■ Data excerpts
##########

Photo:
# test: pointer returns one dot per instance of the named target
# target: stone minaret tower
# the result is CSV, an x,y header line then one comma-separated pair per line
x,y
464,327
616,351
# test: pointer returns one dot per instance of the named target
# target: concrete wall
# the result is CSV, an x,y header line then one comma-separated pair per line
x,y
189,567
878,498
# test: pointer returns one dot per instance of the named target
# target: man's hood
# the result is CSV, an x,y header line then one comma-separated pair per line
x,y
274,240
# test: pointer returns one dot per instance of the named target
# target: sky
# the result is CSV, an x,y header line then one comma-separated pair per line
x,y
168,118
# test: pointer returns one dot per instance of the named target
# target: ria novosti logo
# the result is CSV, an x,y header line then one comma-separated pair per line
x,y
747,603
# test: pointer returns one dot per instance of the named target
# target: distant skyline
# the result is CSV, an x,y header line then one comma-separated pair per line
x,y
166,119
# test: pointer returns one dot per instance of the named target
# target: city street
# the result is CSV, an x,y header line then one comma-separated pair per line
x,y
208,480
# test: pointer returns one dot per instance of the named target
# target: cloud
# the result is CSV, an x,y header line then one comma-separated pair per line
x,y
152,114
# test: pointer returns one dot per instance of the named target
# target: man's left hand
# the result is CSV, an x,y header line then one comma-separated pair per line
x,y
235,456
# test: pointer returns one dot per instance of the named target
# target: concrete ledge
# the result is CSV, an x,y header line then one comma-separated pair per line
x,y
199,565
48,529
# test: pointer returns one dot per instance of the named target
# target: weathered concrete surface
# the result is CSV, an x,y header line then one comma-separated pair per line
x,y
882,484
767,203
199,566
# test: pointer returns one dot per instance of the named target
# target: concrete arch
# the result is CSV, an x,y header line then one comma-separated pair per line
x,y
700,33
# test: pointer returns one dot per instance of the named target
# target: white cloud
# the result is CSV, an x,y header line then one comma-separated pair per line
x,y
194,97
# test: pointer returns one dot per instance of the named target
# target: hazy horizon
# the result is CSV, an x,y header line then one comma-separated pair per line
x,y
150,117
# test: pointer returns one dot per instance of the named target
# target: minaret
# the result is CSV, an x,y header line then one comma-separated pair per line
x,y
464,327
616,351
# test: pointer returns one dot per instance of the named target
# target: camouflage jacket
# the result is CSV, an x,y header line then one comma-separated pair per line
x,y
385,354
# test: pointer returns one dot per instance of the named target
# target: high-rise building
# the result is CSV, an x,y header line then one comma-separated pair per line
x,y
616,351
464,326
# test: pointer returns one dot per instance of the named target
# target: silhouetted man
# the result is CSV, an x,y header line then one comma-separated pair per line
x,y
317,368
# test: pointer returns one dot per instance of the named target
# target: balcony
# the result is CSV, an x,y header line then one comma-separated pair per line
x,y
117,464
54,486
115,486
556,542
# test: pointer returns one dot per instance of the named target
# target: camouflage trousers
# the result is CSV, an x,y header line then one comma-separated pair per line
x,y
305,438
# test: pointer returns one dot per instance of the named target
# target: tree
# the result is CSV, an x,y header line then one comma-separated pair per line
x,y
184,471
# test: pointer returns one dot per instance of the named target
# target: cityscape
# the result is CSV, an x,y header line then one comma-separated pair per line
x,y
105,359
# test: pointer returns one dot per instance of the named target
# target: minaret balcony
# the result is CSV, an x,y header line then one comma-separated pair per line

##########

■ What this task involves
How many lines in the records above contain the string "concrete", matching case exactly? Reply with the number only.

■ Finished answer
4